Print every one of the rows below word for word, but leave the pictures out.

=== Task data ===

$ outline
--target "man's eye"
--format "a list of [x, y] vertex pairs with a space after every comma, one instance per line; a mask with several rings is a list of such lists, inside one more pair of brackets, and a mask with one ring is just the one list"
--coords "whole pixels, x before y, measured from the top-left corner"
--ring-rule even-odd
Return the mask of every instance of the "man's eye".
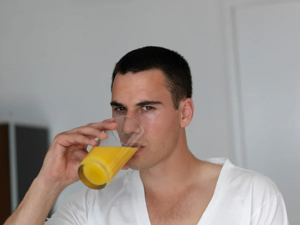
[[143, 106], [142, 108], [142, 110], [154, 110], [154, 108], [152, 106]]
[[116, 111], [126, 111], [126, 108], [125, 108], [124, 107], [118, 107], [118, 108], [116, 108], [114, 109]]

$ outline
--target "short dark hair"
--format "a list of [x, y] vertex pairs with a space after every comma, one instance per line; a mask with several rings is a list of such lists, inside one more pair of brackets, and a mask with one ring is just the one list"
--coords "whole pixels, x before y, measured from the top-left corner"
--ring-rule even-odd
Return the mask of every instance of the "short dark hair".
[[158, 46], [138, 48], [122, 57], [114, 70], [111, 88], [117, 74], [135, 74], [152, 69], [164, 72], [166, 87], [171, 93], [176, 110], [182, 100], [192, 98], [192, 82], [188, 64], [177, 52]]

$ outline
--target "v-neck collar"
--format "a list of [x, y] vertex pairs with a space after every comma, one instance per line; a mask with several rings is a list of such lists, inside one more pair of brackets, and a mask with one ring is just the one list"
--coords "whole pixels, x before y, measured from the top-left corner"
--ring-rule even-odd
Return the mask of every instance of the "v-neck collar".
[[[227, 186], [228, 178], [230, 172], [228, 170], [232, 166], [231, 162], [226, 158], [212, 158], [205, 160], [206, 162], [223, 165], [218, 178], [212, 198], [208, 207], [203, 213], [197, 225], [204, 225], [212, 213], [216, 212], [216, 208], [220, 205], [220, 202], [222, 198], [222, 194]], [[144, 194], [144, 189], [140, 172], [138, 170], [133, 172], [132, 190], [136, 206], [136, 213], [138, 216], [138, 222], [139, 225], [151, 225]]]

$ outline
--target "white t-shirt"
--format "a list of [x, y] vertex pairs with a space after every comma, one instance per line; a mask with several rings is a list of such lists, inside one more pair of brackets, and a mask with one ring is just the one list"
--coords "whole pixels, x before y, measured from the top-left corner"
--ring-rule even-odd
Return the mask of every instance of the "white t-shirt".
[[[197, 225], [288, 224], [282, 196], [268, 178], [226, 158], [207, 161], [224, 166]], [[72, 196], [45, 224], [150, 225], [138, 171], [130, 170], [101, 190], [86, 188]]]

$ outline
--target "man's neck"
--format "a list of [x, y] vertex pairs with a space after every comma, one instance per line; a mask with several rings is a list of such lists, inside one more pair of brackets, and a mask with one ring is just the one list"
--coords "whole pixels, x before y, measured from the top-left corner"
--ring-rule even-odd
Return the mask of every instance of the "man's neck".
[[145, 190], [164, 196], [180, 192], [192, 182], [200, 162], [190, 151], [186, 141], [182, 142], [168, 158], [150, 169], [140, 170]]

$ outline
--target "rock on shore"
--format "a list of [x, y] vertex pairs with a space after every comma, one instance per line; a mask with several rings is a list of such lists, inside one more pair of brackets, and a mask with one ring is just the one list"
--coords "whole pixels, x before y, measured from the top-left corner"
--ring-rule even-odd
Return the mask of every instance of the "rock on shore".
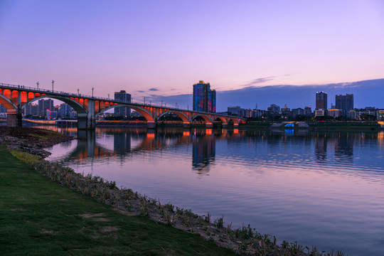
[[74, 139], [72, 136], [33, 127], [0, 127], [0, 144], [7, 145], [9, 149], [36, 154], [43, 159], [50, 154], [43, 148]]

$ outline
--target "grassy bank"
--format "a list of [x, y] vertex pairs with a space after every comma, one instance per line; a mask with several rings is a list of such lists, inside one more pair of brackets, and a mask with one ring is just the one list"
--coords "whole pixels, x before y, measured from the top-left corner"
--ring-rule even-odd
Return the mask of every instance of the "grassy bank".
[[122, 215], [63, 187], [0, 145], [0, 255], [232, 255], [201, 238]]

===

Completed exercise ->
$ outline
--target "man's eye"
--format "a list of [x, y] vertex pairs with a space after every comma, one instance per line; a mask with several rings is a list of such lists, inside one more pair of brackets, and a mask with one ring is just the one list"
--coords "whole pixels, x before y, measured from the top-left corner"
--ring-rule even-odd
Return the mask of every instance of the "man's eye".
[[143, 106], [142, 108], [142, 110], [154, 110], [154, 108], [152, 106]]
[[116, 111], [126, 111], [126, 108], [125, 108], [124, 107], [118, 107], [118, 108], [116, 108], [114, 109]]

$ outline
--target "short dark hair"
--format "a list of [x, y] vertex pairs with a space after every comma, one instance per line; a mask with several rings is a list of such lists, inside one more pair of brackets, and a mask with one ring is just the one list"
--coords "whole pixels, x before y, measured from the top-left corner"
--ring-rule even-odd
Return the mask of every instance of the "short dark hair".
[[158, 46], [138, 48], [122, 57], [114, 70], [111, 88], [117, 74], [135, 74], [152, 69], [164, 72], [166, 87], [171, 93], [176, 110], [182, 100], [192, 98], [192, 82], [188, 64], [177, 52]]

$ outline
--target "v-neck collar"
--format "a list of [x, y] vertex pairs with a space after every comma, one instance per line; a mask with several rings is a list of such lists, inside one more pair of brackets, and a mask with one ring is just the one list"
--coords "whole pixels, x before y, measured from the top-left corner"
--ring-rule even-odd
Return the mask of every instance of the "v-neck collar".
[[[227, 186], [228, 178], [230, 172], [228, 170], [232, 166], [231, 162], [226, 158], [212, 158], [205, 160], [206, 162], [223, 165], [218, 178], [212, 198], [208, 207], [203, 213], [197, 225], [204, 225], [212, 213], [216, 212], [216, 208], [220, 205], [220, 202], [222, 198], [222, 194]], [[144, 194], [144, 189], [140, 172], [138, 170], [133, 172], [132, 190], [136, 206], [136, 213], [138, 216], [138, 222], [139, 225], [151, 225]]]

$ outline
--target "white t-shirt"
--format "a list of [x, y] vertex pairs with a space after every comma, one instance per line; a mask with several rings is a list of such lists, inside one more pair of brackets, and a mask with one ring is just the one list"
--coords "whole pixels, x before y, measured from the top-left corner"
--ring-rule even-odd
Return the mask of every instance of the "white t-shirt".
[[[197, 225], [288, 224], [282, 196], [268, 178], [226, 158], [207, 161], [224, 166]], [[72, 196], [45, 224], [150, 225], [138, 171], [130, 170], [101, 190], [86, 188]]]

$ outline
--target "man's neck"
--format "a list of [x, y] vertex pairs with a space after every comma, one instance per line; a mask with several rings is a list of such lists, inside one more pair of brackets, and a mask with one ring is just the one list"
--coords "whole pixels, x before y, measured from the top-left corner"
--ring-rule even-odd
Return the mask of every instance of the "man's neck".
[[145, 190], [164, 196], [180, 192], [192, 182], [200, 162], [190, 151], [186, 141], [182, 142], [168, 158], [150, 169], [140, 170]]

$ outline
--target "rock on shore"
--format "a list of [x, y] vertex pairs with a space after every comma, one instance per line; a mask with several rings is a list of such lists, inside one more pair of brackets, and a mask with one ring is just the one list"
--coords "whole pixels, x before y, measured from the top-left corner"
--ring-rule even-odd
Return the mask of every instance of the "rock on shore".
[[74, 139], [72, 136], [33, 127], [0, 127], [0, 144], [7, 145], [9, 149], [36, 154], [43, 159], [50, 154], [43, 148]]

$ outline
--target "grassy bank"
--format "a list of [x, y] vertex pairs with a space after every comma, one instance per line; a mask with several rings is a list of such lists, inside one more pair of brackets, and a mask with one ring is just the one list"
--coords "whole pixels, x before y, measured from the top-left corner"
--ring-rule even-odd
Return the mask of every instance of the "grassy bank".
[[122, 215], [63, 187], [0, 145], [0, 255], [232, 255], [201, 238]]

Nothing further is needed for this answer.